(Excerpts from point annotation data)
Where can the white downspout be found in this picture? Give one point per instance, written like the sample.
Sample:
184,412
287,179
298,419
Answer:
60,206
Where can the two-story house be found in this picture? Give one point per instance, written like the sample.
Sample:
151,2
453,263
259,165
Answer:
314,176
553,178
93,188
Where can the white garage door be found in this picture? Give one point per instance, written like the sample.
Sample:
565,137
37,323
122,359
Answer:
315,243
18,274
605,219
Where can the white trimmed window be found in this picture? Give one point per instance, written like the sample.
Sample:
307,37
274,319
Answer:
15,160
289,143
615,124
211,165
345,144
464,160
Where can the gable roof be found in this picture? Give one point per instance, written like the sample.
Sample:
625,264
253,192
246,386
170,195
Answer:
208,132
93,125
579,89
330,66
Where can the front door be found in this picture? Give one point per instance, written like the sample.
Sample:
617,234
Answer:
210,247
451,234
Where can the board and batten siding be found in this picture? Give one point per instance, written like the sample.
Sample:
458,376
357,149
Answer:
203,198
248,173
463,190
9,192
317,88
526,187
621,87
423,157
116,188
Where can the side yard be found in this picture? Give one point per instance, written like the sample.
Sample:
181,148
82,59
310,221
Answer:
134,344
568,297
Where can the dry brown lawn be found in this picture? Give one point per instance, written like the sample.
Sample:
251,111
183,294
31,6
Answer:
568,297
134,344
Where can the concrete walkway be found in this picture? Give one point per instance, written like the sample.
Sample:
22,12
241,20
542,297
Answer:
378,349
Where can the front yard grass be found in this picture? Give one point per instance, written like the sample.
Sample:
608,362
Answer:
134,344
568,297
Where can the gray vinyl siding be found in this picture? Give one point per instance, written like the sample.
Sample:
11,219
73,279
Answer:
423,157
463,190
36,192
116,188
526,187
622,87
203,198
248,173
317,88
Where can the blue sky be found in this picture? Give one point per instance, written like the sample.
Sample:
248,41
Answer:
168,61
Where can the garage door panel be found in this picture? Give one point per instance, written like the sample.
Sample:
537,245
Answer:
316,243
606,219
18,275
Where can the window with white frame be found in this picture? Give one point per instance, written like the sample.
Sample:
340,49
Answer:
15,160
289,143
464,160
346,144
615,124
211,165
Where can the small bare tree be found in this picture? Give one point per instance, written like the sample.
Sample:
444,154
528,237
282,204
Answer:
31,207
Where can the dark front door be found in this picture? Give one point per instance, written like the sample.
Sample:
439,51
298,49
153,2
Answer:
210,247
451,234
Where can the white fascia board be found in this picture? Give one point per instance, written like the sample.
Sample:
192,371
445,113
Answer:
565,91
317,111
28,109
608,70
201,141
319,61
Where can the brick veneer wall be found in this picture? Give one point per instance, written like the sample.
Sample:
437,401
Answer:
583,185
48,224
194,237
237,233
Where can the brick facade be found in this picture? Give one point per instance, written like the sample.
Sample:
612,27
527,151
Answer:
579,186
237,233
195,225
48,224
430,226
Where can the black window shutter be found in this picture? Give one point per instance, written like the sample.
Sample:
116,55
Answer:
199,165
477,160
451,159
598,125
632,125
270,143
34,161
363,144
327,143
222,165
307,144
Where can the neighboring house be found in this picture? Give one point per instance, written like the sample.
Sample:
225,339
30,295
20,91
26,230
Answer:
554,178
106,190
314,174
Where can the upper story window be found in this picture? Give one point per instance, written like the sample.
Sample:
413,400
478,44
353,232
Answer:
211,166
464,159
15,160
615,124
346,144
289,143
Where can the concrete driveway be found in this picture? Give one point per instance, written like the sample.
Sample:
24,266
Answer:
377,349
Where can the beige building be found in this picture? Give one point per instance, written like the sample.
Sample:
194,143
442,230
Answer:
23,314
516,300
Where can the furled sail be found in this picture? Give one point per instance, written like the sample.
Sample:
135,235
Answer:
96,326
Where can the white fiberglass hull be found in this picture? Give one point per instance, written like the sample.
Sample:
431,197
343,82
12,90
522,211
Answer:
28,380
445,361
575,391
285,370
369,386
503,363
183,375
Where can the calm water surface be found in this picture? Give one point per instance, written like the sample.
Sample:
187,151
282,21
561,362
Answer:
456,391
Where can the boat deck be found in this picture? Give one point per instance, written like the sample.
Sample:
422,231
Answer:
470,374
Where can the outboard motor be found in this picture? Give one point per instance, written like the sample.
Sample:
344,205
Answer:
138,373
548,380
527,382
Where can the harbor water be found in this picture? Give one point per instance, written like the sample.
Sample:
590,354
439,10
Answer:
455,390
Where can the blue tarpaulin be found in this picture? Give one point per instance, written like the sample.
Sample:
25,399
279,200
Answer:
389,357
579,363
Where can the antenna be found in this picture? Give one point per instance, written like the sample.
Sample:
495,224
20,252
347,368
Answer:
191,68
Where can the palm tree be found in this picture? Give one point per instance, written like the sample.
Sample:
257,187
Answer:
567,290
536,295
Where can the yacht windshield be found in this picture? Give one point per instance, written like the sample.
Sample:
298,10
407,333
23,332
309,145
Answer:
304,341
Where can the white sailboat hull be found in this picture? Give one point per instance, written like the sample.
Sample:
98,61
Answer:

PROBLEM DETAILS: Write out every one of the lines above exactly as they appear.

REPLY:
Where can the white downspout be found in this picture? Give one point per instance, written like the sample.
Sample:
184,412
287,179
298,419
Answer:
60,206
Where can the two-story house be found in this picture? Give one point per instance, written like the sample.
Sample:
151,2
453,263
259,165
Answer:
314,176
553,178
93,188
Where can the white garage door be found in this picture? Give one point per instance, written like the sample.
Sample:
565,137
37,323
122,359
Answer:
315,243
18,274
605,219
Where can the white trimmed window be found in this picture? Give one point per instance, written like the sample.
Sample:
307,37
274,319
Answer:
15,160
289,143
615,124
211,165
345,144
464,160
Where can the gable roof be found in this picture? Give one point per instance, written like the sample.
Sample:
625,264
253,192
246,386
170,195
Answer:
208,132
93,125
579,89
330,66
Where can the front door be found in this picture? Give one point per instance, written like the sample.
Sample:
617,234
Answer:
210,247
451,234
Where can the board and batten siding be found in this picture? Give one point per instance, written like the sample.
Sample:
458,376
357,149
Answer:
203,198
248,173
463,190
9,192
317,88
526,187
621,87
423,157
116,188
Where can the side yard be found in this picture? Give one point per instance, written like the sample.
Sample:
181,148
82,59
310,221
Answer:
134,344
568,297
Where can the dry brown lawn be found in this picture? Give one point per instance, written like the sample.
Sample:
251,111
183,294
31,6
Answer:
568,297
134,344
Where can the concrete walkway be found in this picture? Give one point per instance, written like the sample.
Sample:
22,12
241,20
542,297
Answer:
378,349
Where can the front yard grass be found in this picture? Give one point per instance, written like the sample.
Sample:
608,362
Answer:
134,344
568,297
Where can the gray vinyl siding be found in this picture? Give one point per instance, written like the sample.
Sample:
11,219
73,279
Answer:
423,157
463,190
36,192
116,188
526,187
622,87
203,198
248,173
317,88
Where can the blue sky be found in this picture? Give one point per instance, written like the sample.
Sample:
248,41
Answer:
168,61
Where can the garage door panel be found in this picture? Give one point per instance, written like the sample.
Sample:
537,245
Answer:
316,243
606,219
18,275
Where can the window with white frame be found in this picture? Give one point per instance, written like the sample.
Sample:
340,49
Answer:
15,160
289,143
464,160
346,144
615,124
211,165
Where can the small bare tree be found in this picture? Give one point per instance, written like the sample.
Sample:
444,154
528,237
282,204
Answer:
31,207
Where can the dark front door be found in this picture? Give one point per instance, written like the sample.
Sample:
439,51
298,49
153,2
Answer:
210,247
451,234
Where can the white fascia board be found in this picture? Give one point per instance, written like the sample.
Sample:
192,371
445,113
Answer:
565,91
317,111
28,109
608,70
201,141
319,61
Where can the brick veneer wall be found in this picture? Give one point per instance, written like the sample.
Sample:
437,401
Answer:
583,185
48,224
194,237
237,233
Where can the brick facade be found in this picture? Give one point per instance, written like the sample.
Sample:
612,27
527,151
Answer:
579,186
237,233
195,225
48,224
430,226
Where can the black window shutter be found in this picture? Give one point per instance, written like the sample.
Sample:
116,55
Answer:
199,165
477,160
451,159
598,125
632,125
270,143
34,161
363,144
327,143
222,165
307,144
Where can the neighboring house be found in this picture? Give one point per instance, written like the sample.
Sample:
225,339
30,295
20,91
26,230
Answer:
554,178
106,190
314,174
Where can the upper story window be found in this picture? Give one point per instance, written like the sample.
Sample:
413,400
478,44
353,232
Answer:
211,166
464,159
15,160
615,124
346,144
289,143
Where can the concrete driveway be found in this picture? Give one point per instance, written like the sample.
Sample:
24,266
Answer:
377,349
Where can the beige building be found in this picture? Give one point per instance, written like the sample.
Sample:
194,143
442,230
Answer:
23,314
516,300
Where can the furled sail be found in this picture? Give one point per instance, written like the sample.
Sample:
135,235
Answer:
96,326
Where can the white fiberglass hull be found in this picture? Give one point per instance, written like the sample.
Sample:
431,197
343,82
12,90
522,211
Answer:
28,380
445,361
575,391
285,370
369,386
503,363
183,375
Where can the calm water surface be found in this picture? Give one point per instance, written like the sample.
Sample:
187,151
282,21
561,362
Answer:
456,391
Where can the boat deck be found in this picture? Give one point per instance, written like the sample.
Sample:
422,231
Answer:
470,374
Where can the outboard motor be found in this picture? Give one point per instance, written like the sample.
Sample:
344,205
Answer:
138,373
548,380
527,382
Where can the harbor water be found in this picture? Give one point per instance, written like the sample.
Sample:
590,354
439,10
Answer:
455,390
Where can the blue tarpaulin be found in this picture? Give one point per instance, written like the sample.
Sample:
25,399
279,200
Answer:
389,357
579,363
Where can the antenna be found in this picture? Give one point per instance, written like the sample.
Sample:
495,224
20,252
347,368
Answer:
191,68
Where can the palm tree be found in this picture? Give one point per instance, written like the sample.
Sample:
257,187
Answer:
567,290
536,295
Where can the yacht windshield be found in this picture? Give one point per instance, written like the sample.
Sample:
298,10
407,333
23,332
309,145
Answer:
304,341
Where can the white sailboat hull be found in this picture? Give one point per instance, written like the sample.
Sample:
98,61
Answer:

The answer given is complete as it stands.